--- SUPPLIED ENTRIES Enclosed Below ---

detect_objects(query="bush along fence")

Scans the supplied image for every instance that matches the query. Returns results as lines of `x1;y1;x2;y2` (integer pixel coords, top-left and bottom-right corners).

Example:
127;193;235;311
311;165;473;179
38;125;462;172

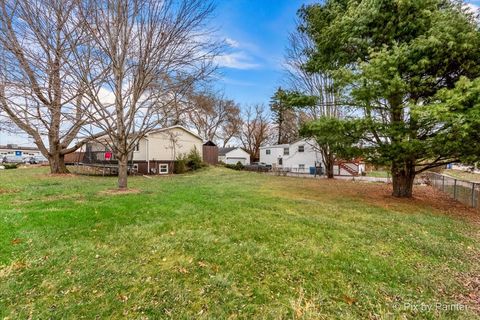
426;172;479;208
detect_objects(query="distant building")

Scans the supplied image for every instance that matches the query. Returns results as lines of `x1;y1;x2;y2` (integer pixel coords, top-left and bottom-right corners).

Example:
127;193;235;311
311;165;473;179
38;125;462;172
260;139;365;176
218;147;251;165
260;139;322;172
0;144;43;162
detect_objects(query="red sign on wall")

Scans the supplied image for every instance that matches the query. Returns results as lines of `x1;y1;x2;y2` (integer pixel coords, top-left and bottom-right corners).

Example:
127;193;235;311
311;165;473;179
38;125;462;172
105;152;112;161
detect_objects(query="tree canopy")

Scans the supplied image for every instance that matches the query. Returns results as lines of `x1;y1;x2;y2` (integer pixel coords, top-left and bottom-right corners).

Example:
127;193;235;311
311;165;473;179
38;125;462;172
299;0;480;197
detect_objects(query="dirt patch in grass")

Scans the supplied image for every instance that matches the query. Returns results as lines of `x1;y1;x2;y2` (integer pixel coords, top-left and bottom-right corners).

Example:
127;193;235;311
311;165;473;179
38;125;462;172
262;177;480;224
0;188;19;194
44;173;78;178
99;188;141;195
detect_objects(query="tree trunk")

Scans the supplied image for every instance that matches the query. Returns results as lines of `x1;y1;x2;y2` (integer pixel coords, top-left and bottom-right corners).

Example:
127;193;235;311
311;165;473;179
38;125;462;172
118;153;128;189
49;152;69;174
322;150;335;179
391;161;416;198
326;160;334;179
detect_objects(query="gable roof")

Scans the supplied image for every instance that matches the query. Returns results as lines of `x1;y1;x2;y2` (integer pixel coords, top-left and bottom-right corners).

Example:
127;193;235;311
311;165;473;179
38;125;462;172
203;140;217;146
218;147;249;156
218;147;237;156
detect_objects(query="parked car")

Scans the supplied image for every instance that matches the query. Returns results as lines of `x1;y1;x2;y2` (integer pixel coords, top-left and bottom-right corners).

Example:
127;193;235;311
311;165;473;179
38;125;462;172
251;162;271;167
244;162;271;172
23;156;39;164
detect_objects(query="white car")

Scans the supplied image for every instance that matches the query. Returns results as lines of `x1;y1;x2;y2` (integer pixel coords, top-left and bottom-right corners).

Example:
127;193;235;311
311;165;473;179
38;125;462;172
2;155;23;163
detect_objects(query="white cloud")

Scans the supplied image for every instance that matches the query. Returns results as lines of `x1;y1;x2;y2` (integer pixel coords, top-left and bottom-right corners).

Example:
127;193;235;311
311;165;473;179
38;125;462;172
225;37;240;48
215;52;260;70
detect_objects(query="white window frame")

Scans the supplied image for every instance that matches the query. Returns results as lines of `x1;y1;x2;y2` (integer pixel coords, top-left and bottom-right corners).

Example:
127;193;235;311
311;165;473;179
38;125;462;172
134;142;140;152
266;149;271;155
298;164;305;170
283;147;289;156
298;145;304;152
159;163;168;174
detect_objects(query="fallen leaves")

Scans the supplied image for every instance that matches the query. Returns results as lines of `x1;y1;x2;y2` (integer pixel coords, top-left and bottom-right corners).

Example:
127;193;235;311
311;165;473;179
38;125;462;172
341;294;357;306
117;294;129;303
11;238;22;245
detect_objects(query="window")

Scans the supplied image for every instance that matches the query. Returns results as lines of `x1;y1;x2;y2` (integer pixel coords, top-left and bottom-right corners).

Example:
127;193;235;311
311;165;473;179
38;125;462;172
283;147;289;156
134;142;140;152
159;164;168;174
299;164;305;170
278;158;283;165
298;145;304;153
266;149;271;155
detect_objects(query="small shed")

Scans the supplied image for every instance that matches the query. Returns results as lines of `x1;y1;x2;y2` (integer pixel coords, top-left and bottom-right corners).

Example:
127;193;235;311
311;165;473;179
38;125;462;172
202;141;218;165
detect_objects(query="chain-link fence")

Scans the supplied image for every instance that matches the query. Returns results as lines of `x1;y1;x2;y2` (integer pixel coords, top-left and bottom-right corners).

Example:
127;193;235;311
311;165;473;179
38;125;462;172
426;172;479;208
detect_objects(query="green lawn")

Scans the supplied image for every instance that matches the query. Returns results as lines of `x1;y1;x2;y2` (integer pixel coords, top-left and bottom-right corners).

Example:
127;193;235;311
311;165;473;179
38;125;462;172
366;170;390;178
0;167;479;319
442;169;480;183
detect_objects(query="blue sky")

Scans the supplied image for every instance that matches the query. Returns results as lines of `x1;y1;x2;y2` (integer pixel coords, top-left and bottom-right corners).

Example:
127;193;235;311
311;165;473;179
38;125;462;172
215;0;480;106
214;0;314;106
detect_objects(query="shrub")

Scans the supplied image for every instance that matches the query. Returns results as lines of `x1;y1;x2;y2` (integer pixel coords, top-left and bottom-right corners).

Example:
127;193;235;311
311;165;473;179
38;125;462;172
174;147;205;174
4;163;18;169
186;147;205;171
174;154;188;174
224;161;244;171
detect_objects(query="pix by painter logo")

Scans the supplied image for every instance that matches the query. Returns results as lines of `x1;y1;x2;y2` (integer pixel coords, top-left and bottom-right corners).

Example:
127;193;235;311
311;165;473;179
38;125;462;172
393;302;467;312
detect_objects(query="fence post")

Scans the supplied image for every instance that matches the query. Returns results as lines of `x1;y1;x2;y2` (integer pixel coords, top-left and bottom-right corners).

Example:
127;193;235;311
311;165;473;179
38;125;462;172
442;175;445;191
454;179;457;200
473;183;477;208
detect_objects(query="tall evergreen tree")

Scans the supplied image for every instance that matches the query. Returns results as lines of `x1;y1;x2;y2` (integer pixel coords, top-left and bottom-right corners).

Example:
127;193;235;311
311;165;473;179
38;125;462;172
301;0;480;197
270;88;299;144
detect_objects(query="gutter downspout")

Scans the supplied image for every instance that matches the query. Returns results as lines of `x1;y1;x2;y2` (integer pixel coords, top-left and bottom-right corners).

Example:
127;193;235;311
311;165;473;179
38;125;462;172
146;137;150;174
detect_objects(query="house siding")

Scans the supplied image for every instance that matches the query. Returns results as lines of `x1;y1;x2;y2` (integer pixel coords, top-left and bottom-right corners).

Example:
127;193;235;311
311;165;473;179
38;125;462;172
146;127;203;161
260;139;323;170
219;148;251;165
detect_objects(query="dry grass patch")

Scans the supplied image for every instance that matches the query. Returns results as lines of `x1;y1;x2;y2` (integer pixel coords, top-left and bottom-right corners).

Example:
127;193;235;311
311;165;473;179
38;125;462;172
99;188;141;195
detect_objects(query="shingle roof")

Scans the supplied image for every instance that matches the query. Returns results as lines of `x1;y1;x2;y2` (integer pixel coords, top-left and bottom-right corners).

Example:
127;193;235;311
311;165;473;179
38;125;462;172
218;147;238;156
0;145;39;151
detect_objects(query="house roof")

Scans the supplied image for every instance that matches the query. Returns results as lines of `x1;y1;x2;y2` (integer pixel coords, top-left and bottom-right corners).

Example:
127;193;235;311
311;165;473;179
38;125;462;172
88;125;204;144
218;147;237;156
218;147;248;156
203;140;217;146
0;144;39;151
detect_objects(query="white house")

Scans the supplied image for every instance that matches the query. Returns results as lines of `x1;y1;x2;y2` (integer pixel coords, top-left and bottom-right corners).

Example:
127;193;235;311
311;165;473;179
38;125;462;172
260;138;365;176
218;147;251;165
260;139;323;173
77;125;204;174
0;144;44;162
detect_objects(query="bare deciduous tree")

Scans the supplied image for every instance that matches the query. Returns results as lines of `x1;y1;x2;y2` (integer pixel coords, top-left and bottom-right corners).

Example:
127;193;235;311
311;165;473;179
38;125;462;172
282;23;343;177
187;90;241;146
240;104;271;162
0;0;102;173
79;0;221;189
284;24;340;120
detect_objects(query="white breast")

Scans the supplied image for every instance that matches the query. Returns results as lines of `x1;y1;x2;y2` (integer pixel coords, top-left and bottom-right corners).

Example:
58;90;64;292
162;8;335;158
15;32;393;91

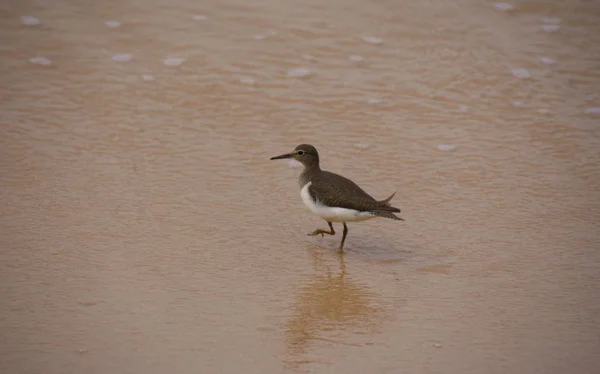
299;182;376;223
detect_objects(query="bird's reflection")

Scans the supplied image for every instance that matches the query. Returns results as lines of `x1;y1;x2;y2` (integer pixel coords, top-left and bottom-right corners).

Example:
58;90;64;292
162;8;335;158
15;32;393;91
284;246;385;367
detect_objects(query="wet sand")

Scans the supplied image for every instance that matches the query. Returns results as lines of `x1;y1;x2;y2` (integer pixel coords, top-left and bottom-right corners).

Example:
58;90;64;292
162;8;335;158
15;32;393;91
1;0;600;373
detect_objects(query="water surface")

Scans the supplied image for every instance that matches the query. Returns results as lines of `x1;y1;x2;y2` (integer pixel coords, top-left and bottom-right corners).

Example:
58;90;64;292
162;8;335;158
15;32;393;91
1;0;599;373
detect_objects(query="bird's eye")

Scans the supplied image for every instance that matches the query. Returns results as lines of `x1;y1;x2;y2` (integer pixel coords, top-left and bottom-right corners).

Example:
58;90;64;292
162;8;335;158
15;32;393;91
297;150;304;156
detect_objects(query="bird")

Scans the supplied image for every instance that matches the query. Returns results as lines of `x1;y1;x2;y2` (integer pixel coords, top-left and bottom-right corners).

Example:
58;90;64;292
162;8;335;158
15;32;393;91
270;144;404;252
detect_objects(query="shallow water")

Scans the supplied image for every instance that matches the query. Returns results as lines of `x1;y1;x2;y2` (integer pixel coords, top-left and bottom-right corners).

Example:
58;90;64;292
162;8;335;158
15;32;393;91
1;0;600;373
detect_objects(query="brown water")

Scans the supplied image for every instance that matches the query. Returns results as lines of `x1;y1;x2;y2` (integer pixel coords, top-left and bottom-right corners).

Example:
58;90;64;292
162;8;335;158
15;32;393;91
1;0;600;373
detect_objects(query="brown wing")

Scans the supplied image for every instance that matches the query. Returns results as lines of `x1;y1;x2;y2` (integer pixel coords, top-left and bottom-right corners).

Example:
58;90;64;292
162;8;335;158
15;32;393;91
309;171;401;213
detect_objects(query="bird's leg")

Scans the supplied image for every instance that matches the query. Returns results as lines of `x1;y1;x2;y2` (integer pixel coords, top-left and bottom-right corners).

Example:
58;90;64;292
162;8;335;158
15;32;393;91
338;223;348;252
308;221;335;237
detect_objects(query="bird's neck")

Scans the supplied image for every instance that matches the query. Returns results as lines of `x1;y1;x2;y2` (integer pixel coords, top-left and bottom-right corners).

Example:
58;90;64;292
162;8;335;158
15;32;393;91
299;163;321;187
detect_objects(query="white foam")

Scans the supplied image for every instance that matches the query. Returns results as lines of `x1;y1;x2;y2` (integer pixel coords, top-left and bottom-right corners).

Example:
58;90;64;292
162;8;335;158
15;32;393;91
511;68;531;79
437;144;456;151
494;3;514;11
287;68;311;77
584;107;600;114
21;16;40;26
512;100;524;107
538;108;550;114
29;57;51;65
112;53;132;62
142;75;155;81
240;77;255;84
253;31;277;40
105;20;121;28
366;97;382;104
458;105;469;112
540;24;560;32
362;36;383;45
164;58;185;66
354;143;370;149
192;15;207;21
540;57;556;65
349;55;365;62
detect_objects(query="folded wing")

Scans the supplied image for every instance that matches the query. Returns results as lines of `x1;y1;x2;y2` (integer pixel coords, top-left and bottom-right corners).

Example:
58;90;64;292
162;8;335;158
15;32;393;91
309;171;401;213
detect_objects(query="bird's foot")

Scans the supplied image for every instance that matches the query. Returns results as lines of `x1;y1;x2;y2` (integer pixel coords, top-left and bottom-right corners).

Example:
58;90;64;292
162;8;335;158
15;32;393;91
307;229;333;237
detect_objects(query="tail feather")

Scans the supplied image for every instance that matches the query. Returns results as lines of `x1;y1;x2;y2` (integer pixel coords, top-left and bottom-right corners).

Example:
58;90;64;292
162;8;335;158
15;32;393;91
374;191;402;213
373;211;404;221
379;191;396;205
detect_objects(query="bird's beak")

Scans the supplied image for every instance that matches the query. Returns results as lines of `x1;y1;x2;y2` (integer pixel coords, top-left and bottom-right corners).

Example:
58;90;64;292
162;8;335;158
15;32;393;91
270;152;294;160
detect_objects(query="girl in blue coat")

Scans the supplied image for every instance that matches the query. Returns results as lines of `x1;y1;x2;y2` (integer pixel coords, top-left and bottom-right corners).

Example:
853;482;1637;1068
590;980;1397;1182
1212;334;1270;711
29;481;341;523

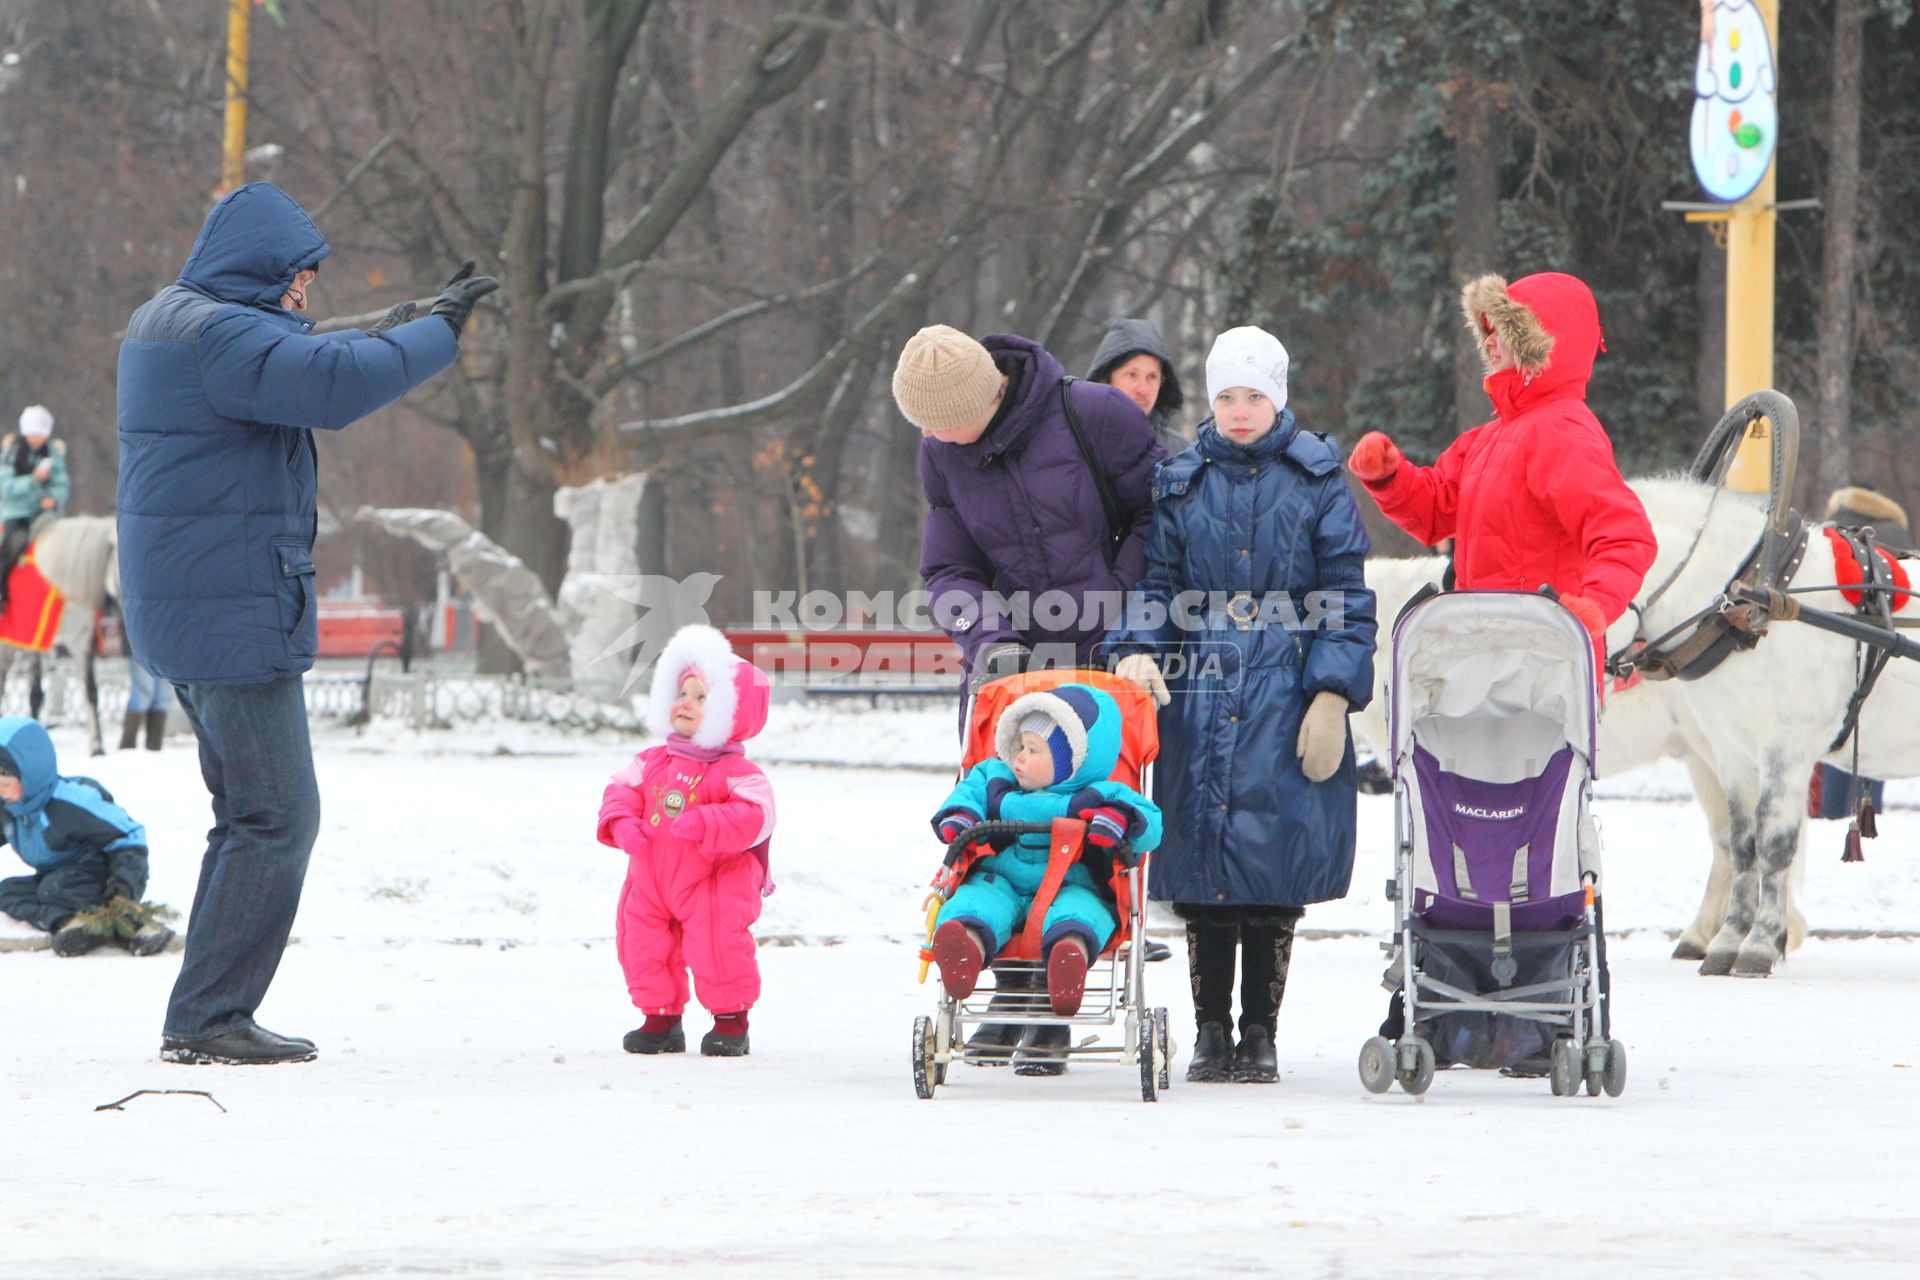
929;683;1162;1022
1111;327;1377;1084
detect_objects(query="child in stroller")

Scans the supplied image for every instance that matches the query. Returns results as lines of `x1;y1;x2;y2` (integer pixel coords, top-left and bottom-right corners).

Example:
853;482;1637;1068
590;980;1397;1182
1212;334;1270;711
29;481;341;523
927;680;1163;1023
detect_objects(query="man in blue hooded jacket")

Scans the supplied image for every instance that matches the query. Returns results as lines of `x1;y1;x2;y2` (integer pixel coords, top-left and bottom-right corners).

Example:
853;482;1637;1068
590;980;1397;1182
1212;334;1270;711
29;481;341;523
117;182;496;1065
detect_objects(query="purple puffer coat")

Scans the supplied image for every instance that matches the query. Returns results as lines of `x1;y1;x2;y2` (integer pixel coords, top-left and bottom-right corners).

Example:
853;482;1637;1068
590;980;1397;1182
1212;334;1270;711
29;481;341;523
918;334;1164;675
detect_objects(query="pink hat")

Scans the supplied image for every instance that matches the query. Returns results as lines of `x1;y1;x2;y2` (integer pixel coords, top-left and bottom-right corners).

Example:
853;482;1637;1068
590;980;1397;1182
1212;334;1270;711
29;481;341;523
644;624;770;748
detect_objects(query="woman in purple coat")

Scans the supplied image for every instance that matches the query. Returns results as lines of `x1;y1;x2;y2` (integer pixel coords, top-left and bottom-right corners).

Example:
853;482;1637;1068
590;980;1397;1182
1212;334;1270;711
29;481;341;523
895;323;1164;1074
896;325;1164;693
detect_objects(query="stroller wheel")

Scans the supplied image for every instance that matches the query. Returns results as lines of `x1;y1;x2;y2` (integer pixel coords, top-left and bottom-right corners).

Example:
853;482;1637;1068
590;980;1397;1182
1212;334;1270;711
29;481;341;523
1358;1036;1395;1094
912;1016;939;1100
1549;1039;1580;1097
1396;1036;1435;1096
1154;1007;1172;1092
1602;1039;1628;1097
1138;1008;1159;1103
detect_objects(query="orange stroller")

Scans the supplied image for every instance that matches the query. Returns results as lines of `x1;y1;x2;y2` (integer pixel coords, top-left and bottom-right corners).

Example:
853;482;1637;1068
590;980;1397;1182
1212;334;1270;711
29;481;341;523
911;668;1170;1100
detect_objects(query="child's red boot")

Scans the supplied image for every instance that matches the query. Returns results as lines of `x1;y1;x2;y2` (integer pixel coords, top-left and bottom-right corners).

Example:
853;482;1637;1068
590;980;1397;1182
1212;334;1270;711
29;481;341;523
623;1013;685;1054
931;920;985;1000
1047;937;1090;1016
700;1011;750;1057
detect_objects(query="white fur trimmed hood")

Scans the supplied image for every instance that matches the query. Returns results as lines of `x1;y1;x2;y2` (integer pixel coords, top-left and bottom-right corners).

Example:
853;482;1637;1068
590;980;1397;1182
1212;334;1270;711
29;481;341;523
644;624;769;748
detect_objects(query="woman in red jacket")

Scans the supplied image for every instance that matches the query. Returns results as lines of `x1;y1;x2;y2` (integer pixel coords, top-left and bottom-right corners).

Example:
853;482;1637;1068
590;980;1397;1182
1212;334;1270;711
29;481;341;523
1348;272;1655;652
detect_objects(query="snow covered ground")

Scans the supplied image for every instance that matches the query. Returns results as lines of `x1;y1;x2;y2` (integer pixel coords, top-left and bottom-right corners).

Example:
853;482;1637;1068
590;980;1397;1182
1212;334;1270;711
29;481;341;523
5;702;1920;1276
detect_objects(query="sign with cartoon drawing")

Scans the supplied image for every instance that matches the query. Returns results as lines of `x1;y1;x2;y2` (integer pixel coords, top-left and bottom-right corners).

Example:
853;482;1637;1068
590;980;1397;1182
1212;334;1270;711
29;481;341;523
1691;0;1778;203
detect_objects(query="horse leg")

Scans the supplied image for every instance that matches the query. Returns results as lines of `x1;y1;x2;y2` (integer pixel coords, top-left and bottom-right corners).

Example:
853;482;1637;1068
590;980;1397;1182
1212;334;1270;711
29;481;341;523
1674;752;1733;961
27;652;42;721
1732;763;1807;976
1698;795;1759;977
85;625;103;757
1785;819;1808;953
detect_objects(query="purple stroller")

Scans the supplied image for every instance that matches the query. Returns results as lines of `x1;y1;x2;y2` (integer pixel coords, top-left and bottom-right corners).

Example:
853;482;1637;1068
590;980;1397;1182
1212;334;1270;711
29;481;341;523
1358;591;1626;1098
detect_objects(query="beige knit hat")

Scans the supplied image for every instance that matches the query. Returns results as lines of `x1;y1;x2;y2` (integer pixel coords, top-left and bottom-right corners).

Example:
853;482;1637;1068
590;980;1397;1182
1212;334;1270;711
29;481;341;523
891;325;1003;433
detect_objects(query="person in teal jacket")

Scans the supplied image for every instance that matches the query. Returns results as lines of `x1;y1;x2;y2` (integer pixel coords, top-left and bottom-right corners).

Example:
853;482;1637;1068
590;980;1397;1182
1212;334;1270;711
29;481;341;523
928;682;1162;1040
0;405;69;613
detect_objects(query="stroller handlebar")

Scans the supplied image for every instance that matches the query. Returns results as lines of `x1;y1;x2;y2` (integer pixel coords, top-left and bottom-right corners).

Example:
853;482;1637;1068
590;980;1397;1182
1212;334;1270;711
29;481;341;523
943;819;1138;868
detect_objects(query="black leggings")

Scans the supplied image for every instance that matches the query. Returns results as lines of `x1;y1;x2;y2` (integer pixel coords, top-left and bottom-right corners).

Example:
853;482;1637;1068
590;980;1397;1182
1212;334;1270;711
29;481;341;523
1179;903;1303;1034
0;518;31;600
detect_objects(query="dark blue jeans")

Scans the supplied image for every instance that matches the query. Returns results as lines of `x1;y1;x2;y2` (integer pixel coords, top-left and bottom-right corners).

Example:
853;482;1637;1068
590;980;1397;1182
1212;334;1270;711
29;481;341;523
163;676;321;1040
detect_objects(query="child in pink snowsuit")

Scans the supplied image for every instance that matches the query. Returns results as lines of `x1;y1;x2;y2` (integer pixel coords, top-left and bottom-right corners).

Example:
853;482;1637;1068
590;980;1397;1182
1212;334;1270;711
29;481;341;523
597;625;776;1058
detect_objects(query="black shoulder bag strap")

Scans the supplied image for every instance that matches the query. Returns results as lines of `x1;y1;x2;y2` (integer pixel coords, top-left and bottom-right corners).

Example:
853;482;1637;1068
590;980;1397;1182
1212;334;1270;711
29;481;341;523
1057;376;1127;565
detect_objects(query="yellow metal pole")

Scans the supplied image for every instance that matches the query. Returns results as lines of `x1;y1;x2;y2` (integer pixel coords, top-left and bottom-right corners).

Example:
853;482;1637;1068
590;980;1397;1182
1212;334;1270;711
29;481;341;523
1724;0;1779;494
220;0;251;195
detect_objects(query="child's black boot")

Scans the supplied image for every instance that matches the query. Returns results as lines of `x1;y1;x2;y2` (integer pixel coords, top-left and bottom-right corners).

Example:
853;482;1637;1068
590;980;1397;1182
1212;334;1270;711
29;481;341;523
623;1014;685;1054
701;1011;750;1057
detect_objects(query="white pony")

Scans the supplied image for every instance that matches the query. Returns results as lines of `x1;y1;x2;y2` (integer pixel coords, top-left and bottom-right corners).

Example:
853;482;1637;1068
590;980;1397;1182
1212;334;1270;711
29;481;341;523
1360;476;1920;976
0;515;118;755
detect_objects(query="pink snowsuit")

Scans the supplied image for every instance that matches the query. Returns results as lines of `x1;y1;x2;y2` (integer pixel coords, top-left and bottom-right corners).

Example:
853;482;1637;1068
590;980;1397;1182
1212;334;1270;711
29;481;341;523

--- End of Enclosed SUPPLIED ENTRIES ---

**AIM OF THE EXERCISE:**
Find the lines in the data that include "house", then copy each of them.

**SOLUTION:**
detect_objects(query="house siding")
detect_objects(query="house roof")
detect_objects(query="white house")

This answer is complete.